Provided passage:
════════════════════

# Blackfin Tuna Recipe



## King Ding-A-Ling (May 28, 2010)

I have some fillets of blackfin a friend gave me its like 4 inches thick and 6 inches long! How would yall cook it?? Thanks!!


----------



## King Ding-A-Ling (May 28, 2010)

Can i eat it raw with ponzu sauce??

Oh yeah, its been frozen for about a week


----------



## sotexhookset (Jun 4, 2011)

Roll it in fresh cracked pepper and quickly seer each side in a red hot cast iron skillet. Fresh lime squirt and tear it up. I don't know about goin sushi with it after being frozen.


----------



## catndahats (Sep 15, 2005)

anyone have a good grilling recipe/advice for tuna steaks?


----------



## RonnieS (Jan 1, 2010)

Frozen for a week is fine for raw. As long as it was sealed well, it will retain a fresh red color, and will taste fresh. It will start getting darker colored as it stays frozen. Just decide at what point you no longer prefer the taste.


----------



## Boaz (May 17, 2006)

════════════════════

Recorded data:
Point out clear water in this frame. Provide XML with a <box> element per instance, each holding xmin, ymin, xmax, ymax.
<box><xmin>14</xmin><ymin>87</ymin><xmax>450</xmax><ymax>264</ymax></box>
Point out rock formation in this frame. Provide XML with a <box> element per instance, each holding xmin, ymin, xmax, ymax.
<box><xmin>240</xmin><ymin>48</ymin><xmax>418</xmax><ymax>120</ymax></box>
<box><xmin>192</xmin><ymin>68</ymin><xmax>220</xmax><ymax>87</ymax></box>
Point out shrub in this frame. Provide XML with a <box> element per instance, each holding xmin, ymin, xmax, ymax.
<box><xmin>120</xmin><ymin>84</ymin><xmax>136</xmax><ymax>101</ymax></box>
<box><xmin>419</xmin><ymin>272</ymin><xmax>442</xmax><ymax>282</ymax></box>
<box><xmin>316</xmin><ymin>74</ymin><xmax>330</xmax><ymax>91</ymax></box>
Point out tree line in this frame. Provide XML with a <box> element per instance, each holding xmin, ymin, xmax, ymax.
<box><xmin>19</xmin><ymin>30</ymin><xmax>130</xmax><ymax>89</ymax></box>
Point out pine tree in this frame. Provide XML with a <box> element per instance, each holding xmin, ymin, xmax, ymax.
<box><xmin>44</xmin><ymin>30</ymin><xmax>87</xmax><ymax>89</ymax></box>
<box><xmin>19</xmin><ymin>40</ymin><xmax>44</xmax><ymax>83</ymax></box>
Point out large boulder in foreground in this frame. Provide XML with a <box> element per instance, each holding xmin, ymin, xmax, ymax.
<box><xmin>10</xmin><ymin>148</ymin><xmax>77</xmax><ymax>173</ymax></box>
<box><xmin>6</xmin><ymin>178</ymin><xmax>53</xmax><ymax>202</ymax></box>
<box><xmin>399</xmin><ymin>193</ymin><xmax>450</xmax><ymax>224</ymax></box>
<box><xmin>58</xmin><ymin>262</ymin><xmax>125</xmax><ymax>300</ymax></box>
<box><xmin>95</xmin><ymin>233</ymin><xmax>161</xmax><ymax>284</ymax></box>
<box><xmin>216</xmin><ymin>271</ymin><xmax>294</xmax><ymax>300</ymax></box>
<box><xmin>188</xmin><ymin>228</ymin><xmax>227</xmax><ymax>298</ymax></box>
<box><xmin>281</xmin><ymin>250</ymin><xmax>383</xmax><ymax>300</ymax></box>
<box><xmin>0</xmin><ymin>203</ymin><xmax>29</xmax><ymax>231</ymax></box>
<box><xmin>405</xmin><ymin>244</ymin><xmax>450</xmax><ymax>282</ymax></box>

════════════════════

Problems to solve:
**A.** Select every line of the records that contains the string "tree".
**B.** Write what comes next in the blackfin tuna thread, starting after its final line.
The records are unrelated to the blackfin tuna thread.

Responses to the exercise:
**A.**
Point out tree line in this frame. Provide XML with a <box> element per instance, each holding xmin, ymin, xmax, ymax.
Point out pine tree in this frame. Provide XML with a <box> element per instance, each holding xmin, ymin, xmax, ymax.

**B.**
*1" thick*

would cut 1'' thick for grill.


----------



## GeauxGet'Er (Jul 15, 2011)

yeah, I would just grill it...I went fishing in April and had a **** load of BF and YF tuna...the first week was good eating and after the first week, the BF were tasty pretty fishy, so I grilled what was left...I would just season with your favorite seasoning and just grill it, make a good salad, take the tuna and just cut 'em into chunks or basically use a fork to pick into pieces and throw on top the salad and enjoy...I went with a Korean style marinade, throw it on the grill and grilled some onions, squash, etc, cut em up and at with the Tuna.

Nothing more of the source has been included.